[Start]

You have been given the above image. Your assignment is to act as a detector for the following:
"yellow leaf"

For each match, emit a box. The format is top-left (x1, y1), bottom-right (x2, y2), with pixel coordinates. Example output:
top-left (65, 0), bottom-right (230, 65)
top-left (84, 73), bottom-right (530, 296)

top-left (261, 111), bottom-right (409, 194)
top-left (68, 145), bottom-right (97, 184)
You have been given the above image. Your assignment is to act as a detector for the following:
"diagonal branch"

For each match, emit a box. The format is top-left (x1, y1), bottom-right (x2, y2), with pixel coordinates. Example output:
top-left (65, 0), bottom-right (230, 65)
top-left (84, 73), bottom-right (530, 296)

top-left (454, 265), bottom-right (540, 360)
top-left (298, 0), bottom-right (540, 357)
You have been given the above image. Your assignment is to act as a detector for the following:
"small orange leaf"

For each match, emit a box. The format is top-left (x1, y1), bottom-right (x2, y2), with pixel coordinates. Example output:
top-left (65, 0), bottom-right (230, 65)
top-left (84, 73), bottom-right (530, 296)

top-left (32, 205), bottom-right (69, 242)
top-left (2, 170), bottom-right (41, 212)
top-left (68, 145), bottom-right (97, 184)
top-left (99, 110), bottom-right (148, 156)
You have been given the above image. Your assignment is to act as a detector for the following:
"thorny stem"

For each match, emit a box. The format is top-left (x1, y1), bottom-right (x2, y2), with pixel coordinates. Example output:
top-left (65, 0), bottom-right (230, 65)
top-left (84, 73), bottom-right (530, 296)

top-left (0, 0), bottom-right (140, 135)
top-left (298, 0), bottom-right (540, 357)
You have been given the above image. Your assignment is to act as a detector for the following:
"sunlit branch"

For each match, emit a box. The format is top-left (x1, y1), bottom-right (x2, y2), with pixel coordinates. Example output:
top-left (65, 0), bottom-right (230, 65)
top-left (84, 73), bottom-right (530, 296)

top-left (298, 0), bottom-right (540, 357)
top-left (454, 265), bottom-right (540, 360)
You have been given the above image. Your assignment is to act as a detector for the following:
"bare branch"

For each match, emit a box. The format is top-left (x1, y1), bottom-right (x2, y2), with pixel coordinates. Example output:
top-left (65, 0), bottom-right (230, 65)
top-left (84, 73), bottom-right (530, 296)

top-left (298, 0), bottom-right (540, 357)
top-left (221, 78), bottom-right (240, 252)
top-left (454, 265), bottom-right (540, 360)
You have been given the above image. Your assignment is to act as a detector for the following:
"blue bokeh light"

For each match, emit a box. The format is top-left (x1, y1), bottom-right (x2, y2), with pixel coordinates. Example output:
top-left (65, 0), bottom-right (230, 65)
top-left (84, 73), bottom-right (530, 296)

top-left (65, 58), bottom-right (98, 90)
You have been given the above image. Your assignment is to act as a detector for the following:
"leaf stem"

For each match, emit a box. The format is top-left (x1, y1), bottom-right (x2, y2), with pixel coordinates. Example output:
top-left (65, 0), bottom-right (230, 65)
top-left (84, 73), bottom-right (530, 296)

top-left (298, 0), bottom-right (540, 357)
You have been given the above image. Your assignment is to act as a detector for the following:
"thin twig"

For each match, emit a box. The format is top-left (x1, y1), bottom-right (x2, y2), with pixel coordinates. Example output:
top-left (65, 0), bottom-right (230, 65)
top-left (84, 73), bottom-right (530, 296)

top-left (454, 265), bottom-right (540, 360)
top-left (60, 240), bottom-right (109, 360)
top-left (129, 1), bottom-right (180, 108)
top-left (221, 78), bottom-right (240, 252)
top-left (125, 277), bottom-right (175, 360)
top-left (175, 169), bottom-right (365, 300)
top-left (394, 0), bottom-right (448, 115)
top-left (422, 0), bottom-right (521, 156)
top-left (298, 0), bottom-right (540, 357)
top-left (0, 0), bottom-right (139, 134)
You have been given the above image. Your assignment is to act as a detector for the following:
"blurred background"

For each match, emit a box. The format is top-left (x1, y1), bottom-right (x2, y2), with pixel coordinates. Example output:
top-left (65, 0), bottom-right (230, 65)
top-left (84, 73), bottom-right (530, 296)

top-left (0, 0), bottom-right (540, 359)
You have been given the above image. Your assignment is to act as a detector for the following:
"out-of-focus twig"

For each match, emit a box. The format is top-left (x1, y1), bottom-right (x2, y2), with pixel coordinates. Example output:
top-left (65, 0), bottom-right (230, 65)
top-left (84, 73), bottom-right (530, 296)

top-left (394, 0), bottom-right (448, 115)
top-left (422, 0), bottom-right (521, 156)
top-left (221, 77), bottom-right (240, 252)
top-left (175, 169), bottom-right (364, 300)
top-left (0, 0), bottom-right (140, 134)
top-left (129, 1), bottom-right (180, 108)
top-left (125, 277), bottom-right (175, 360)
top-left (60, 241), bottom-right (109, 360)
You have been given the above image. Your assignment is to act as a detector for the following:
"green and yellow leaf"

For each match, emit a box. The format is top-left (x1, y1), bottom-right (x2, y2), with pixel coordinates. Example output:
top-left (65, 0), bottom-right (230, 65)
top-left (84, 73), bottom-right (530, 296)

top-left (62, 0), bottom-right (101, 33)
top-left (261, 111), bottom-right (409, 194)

[End]
[Start]

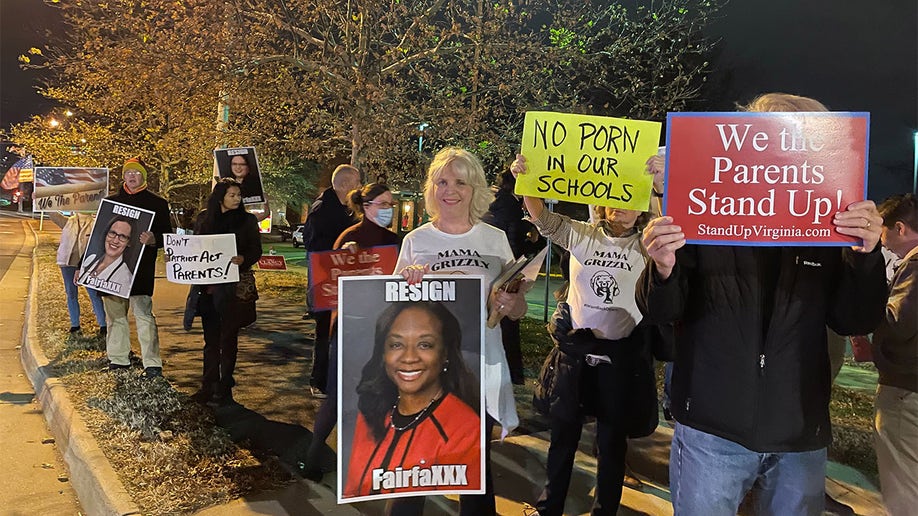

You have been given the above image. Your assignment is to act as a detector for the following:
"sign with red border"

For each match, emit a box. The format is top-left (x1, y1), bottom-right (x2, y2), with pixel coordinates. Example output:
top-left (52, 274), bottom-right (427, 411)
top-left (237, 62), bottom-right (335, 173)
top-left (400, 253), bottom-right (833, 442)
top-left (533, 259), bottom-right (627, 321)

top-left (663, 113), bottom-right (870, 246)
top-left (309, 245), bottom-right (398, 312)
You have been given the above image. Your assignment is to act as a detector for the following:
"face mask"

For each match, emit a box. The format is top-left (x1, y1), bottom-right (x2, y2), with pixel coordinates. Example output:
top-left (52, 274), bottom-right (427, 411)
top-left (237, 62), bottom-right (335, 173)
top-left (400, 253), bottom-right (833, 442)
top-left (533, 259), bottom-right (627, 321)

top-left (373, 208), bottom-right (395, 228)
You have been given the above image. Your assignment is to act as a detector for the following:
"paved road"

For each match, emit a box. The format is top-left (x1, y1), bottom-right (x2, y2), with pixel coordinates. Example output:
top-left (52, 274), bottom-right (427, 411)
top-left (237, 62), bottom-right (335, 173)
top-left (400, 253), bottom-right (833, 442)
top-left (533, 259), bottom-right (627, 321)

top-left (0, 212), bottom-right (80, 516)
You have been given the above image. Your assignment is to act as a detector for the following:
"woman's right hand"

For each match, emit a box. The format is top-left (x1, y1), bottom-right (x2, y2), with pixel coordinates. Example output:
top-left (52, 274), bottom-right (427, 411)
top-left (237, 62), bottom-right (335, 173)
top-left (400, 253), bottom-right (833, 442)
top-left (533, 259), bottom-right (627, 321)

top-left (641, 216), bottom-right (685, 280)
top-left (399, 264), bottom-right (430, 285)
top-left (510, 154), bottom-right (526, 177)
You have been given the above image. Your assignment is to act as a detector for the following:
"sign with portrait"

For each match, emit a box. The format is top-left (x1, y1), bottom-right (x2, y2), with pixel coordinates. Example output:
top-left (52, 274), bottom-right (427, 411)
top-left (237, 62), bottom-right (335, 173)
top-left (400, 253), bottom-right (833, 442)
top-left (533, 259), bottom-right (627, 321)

[End]

EXERCISE TASK >>
Please pull out every line in the rows above that contains the string "branch" and copy each one in full. Case counts when matching.

EXERCISE RESULT >>
"diagonal branch"
"sunlit branch"
"bare branch"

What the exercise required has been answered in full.